**BRIEF**. If a line in the data contains "fence", copy it out.

-------------------------

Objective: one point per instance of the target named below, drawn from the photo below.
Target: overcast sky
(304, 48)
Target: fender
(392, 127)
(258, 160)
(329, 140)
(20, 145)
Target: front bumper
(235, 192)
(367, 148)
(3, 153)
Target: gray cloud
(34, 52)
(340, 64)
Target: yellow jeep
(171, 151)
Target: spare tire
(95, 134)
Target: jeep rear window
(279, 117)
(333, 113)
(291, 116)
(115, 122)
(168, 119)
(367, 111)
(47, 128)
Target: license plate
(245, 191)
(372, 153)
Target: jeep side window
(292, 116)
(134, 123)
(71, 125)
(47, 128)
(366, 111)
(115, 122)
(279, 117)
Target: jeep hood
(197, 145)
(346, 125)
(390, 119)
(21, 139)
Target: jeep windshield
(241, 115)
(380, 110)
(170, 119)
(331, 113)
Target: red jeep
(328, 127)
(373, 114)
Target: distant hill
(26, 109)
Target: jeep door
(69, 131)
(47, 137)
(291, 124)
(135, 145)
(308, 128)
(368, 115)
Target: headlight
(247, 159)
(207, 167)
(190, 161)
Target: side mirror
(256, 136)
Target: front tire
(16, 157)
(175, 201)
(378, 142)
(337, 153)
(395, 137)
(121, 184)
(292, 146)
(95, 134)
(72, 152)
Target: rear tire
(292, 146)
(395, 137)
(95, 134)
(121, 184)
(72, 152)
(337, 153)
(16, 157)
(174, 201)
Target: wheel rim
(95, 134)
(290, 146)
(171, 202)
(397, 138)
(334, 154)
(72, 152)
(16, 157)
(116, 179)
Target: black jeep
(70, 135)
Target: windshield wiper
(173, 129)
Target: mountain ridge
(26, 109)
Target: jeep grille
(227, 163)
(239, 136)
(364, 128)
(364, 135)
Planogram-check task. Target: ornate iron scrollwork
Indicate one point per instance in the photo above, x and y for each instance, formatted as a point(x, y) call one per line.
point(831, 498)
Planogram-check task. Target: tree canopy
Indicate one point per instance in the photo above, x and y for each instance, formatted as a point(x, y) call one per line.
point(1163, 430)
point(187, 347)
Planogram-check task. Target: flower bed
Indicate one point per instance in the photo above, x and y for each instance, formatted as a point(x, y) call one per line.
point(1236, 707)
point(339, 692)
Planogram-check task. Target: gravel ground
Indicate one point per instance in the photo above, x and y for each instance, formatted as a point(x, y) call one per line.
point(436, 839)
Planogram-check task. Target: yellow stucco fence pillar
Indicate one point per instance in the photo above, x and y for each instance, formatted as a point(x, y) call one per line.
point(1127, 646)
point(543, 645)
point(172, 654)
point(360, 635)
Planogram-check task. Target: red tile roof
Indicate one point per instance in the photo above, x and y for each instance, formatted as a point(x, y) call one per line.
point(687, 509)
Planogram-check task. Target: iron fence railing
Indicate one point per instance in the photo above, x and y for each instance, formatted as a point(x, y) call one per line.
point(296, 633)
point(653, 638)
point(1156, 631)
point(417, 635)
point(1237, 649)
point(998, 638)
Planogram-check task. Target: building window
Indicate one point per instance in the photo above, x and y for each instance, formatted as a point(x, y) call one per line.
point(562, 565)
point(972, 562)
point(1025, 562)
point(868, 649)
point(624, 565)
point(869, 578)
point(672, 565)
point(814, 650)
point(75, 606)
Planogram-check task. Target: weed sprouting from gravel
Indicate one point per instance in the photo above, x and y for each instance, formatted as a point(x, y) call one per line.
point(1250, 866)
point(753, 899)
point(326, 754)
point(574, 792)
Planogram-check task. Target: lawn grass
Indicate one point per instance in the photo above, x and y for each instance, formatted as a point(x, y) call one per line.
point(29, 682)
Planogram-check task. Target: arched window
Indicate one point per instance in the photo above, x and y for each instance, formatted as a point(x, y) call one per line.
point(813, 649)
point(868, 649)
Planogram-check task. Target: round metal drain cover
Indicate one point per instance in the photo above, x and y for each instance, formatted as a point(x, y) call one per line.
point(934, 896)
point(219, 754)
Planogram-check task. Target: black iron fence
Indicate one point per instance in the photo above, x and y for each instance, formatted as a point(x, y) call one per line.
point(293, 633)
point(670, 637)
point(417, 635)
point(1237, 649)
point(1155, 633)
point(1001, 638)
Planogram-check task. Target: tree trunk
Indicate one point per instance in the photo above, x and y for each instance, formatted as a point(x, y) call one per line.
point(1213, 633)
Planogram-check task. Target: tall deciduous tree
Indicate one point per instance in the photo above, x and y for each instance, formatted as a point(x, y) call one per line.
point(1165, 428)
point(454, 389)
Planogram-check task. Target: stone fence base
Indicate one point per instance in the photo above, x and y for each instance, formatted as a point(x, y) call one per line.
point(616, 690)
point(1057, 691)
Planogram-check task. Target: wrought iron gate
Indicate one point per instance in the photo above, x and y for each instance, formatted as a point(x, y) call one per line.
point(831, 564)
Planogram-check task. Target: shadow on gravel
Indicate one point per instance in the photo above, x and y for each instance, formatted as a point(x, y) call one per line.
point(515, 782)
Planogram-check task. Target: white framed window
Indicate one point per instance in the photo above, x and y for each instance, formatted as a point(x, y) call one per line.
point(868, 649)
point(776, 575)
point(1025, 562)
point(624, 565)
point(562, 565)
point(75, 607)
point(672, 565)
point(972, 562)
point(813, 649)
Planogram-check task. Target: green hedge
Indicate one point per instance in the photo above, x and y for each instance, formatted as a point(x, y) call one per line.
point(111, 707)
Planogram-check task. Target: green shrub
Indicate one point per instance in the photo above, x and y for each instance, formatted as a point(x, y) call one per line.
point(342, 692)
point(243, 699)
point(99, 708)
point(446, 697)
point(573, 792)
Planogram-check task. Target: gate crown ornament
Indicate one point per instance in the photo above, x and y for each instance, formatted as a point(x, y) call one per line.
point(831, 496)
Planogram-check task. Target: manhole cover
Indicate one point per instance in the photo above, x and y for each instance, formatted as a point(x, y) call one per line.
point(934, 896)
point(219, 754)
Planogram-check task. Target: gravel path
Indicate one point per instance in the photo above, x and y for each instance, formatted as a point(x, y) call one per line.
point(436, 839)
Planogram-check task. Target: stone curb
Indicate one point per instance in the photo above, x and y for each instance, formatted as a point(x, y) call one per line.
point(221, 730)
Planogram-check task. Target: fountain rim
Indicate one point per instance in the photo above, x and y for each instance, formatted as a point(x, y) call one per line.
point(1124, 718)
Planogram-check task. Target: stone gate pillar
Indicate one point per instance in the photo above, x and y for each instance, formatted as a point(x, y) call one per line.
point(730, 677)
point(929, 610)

-------------------------

**SOLUTION**.
Planogram-check task. Target: yellow stucco fence pillar
Planogram-check task. Target: iron fence railing
Planogram-check task. Target: black iron fence
Planogram-check task. Target: stone fence base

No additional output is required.